### WRITTEN PROBLEM
Rewrite the rows starting at the line that contains "Target: stone dome" and ending with the last row, putting "masonry dome" in place of "stone dome" and leaving everything else as it is.

___ DATASET

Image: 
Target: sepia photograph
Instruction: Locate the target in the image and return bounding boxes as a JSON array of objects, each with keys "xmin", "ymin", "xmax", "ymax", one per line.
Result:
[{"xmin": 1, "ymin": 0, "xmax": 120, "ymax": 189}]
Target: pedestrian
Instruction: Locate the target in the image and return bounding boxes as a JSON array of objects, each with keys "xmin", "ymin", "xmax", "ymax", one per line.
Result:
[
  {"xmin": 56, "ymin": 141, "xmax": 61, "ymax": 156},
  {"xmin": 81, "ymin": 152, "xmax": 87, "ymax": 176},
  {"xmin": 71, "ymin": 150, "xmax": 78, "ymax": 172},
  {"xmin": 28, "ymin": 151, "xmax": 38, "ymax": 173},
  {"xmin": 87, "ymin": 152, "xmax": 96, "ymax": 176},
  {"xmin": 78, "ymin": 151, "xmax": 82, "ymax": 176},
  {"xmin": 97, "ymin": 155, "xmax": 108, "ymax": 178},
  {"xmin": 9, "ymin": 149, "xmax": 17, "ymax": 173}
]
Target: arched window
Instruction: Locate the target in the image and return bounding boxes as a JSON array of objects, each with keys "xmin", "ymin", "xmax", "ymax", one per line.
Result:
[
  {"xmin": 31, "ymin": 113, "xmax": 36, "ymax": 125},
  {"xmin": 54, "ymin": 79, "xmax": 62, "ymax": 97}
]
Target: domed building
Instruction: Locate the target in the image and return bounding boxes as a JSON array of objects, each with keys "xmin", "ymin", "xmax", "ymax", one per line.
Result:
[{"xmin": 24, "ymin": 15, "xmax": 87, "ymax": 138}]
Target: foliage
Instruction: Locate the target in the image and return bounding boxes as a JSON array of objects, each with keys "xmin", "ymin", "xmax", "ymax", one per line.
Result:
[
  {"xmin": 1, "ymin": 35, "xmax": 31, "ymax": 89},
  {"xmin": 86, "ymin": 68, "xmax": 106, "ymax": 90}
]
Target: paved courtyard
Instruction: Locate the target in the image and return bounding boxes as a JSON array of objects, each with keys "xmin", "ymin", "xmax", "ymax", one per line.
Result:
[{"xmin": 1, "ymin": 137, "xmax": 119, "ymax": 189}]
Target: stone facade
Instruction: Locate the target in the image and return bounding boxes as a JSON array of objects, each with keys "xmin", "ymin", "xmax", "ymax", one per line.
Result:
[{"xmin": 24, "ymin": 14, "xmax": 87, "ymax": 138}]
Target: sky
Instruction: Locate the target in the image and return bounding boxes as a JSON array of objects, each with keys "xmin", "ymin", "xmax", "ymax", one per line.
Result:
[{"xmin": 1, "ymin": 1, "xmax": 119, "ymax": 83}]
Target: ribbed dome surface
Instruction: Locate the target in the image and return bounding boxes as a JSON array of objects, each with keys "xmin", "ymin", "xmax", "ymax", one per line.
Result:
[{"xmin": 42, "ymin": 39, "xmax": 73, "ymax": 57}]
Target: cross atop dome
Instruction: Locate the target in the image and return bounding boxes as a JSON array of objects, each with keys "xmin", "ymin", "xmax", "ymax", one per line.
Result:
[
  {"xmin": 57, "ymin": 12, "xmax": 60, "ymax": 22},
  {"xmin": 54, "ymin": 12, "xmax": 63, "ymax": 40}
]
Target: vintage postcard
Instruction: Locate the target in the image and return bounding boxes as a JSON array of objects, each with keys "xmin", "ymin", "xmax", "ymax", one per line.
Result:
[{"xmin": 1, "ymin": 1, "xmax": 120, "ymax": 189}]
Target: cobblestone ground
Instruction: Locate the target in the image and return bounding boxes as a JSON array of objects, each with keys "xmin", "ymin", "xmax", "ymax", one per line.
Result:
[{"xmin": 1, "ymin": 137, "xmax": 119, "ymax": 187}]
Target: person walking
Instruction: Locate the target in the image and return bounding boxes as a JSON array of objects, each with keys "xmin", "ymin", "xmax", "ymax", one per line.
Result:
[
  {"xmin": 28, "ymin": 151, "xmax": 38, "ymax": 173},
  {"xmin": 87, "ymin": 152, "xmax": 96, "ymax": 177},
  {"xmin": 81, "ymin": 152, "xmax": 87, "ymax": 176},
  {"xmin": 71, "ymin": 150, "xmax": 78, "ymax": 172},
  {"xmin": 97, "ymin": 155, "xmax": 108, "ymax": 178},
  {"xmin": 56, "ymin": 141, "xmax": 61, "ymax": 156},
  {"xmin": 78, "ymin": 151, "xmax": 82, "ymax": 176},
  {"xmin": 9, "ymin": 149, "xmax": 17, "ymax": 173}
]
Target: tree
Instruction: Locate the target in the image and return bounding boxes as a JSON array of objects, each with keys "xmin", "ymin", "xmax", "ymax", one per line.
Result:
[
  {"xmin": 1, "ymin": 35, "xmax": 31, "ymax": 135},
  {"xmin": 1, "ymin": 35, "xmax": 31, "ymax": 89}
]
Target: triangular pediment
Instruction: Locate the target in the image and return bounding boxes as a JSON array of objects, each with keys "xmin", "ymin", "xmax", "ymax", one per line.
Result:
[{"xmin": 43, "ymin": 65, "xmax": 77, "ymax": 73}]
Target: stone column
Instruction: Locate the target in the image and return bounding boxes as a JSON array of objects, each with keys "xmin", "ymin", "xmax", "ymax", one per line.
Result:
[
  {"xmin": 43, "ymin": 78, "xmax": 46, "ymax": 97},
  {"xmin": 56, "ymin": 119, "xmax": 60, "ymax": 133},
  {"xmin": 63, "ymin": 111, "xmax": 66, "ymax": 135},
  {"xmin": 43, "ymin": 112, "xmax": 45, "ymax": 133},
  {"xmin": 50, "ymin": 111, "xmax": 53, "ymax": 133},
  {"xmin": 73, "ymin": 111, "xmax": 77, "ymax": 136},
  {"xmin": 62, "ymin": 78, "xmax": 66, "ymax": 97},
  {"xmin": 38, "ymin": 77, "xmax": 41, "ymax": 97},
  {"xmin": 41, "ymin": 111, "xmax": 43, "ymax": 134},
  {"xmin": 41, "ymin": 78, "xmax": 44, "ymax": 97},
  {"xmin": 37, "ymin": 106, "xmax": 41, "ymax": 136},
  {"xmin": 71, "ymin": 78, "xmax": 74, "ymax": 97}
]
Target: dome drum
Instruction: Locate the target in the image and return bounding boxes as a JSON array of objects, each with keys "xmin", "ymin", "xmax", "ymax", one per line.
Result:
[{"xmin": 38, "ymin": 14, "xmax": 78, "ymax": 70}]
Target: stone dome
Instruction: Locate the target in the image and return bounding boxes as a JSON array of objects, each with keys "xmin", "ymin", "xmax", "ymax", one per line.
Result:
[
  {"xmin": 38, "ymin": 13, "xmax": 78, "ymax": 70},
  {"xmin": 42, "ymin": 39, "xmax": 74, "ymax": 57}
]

______

### FINISHED TASK
Target: masonry dome
Instruction: Locate the target in the image and return bounding boxes as a JSON array of objects, each with keys "xmin", "ymin", "xmax", "ymax", one per line.
Result:
[
  {"xmin": 38, "ymin": 13, "xmax": 78, "ymax": 70},
  {"xmin": 42, "ymin": 39, "xmax": 74, "ymax": 57}
]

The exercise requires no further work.